=== GIVEN DATA ===
---------------
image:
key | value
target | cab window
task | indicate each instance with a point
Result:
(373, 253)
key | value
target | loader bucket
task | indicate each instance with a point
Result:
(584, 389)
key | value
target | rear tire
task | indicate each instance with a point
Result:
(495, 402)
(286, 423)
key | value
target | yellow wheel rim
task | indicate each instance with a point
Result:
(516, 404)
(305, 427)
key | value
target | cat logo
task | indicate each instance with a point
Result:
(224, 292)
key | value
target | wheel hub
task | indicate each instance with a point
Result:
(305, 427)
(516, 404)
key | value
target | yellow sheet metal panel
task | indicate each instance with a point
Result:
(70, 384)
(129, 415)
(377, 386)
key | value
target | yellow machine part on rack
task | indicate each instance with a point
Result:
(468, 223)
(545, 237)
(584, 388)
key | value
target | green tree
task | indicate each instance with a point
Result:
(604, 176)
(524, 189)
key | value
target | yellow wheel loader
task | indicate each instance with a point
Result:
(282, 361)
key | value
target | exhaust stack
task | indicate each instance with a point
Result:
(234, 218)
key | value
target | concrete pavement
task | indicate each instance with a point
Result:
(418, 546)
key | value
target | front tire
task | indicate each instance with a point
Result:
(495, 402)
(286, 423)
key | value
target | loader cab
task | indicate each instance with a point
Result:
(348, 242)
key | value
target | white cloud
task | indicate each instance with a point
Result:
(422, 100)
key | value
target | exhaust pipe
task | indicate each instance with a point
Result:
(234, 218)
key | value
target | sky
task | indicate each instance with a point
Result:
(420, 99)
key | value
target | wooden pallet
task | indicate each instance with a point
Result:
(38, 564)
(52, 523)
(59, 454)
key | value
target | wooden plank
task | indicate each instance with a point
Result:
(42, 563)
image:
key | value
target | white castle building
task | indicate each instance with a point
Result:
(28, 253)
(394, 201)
---------------
=== ACTIVITY ===
Would you set down the full listing exactly as it reads?

=== ANSWER FOR THE TASK ===
image:
key | value
target | cab window
task | indicate each instance with a point
Result:
(373, 253)
key | value
target | loader bucket
task | indicate each instance with a point
Result:
(584, 389)
key | value
target | rear tire
task | indicate each instance with a point
Result:
(495, 402)
(286, 423)
key | value
target | yellow wheel rim
task | indicate each instance with a point
Result:
(516, 404)
(305, 427)
key | value
target | cat logo
task | indicate each instance with a point
Result:
(224, 292)
key | value
target | wheel hub
task | indicate each instance with a point
Result:
(305, 427)
(516, 404)
key | value
target | yellow sheet metal panel
task | indicate each instance with a point
Result:
(70, 384)
(129, 415)
(377, 386)
key | value
target | yellow machine part on rack
task | indicate each instance with a point
Result:
(468, 223)
(545, 237)
(584, 388)
key | value
target | green tree
task | indicate each instance with a point
Result:
(604, 176)
(524, 189)
key | value
target | yellow wheel loader
task | indicate each instance with a point
Result:
(282, 361)
key | value
target | exhaust stack
task | indicate each instance with a point
Result:
(234, 218)
key | value
target | concrete pavement
task | indicate each instance with a point
Result:
(418, 546)
key | value
target | front tire
task | indicate each instance with a point
Result:
(495, 402)
(286, 423)
key | value
target | loader cab
task | indicate each instance with a point
Result:
(348, 242)
key | value
target | white cloud
task | indicate each instance with a point
Result:
(422, 100)
key | value
target | exhaust pipe
task | indicate each instance with a point
Result:
(234, 218)
key | value
target | sky
task | indicate each instance with a point
Result:
(420, 99)
key | value
target | wooden pallet
task | indicate each instance with a point
Result:
(38, 564)
(52, 523)
(59, 454)
key | value
target | wooden plank
task | indicate each instance with a point
Result:
(42, 563)
image:
key | value
target | white castle building
task | indicate each instance with a point
Result:
(28, 253)
(394, 201)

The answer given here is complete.